Select each line in the entries below that contains the string "woman" and copy it out. Case counts.

----------

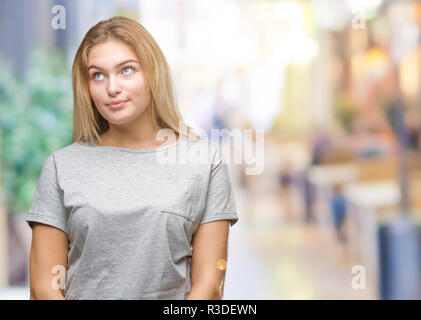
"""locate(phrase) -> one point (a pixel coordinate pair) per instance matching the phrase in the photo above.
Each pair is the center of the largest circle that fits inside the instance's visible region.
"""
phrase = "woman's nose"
(113, 87)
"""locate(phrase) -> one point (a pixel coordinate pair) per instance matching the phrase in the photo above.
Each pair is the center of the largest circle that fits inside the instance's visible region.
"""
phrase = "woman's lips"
(117, 104)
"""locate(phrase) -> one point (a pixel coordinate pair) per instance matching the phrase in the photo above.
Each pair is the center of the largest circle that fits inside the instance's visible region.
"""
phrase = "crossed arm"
(49, 248)
(209, 260)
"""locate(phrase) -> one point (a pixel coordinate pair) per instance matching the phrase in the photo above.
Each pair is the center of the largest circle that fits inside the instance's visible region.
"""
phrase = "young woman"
(109, 219)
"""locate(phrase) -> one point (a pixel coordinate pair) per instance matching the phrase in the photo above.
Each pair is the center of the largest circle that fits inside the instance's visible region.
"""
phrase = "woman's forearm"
(49, 294)
(204, 292)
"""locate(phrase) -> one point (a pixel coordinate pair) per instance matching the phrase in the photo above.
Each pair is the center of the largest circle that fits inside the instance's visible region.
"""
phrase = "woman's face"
(116, 83)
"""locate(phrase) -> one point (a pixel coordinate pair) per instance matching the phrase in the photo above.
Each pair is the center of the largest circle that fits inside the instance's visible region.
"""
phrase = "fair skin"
(115, 74)
(48, 249)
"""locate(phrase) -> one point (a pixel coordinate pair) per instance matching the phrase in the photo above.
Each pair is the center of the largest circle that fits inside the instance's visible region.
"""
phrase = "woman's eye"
(127, 70)
(98, 76)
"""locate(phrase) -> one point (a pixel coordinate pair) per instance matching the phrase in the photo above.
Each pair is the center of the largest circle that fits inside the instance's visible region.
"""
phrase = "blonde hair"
(88, 123)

----------

Response:
phrase = "woman's nose"
phrase = "woman's lips"
phrase = "young woman"
phrase = "woman's forearm"
phrase = "woman's face"
phrase = "woman's eye"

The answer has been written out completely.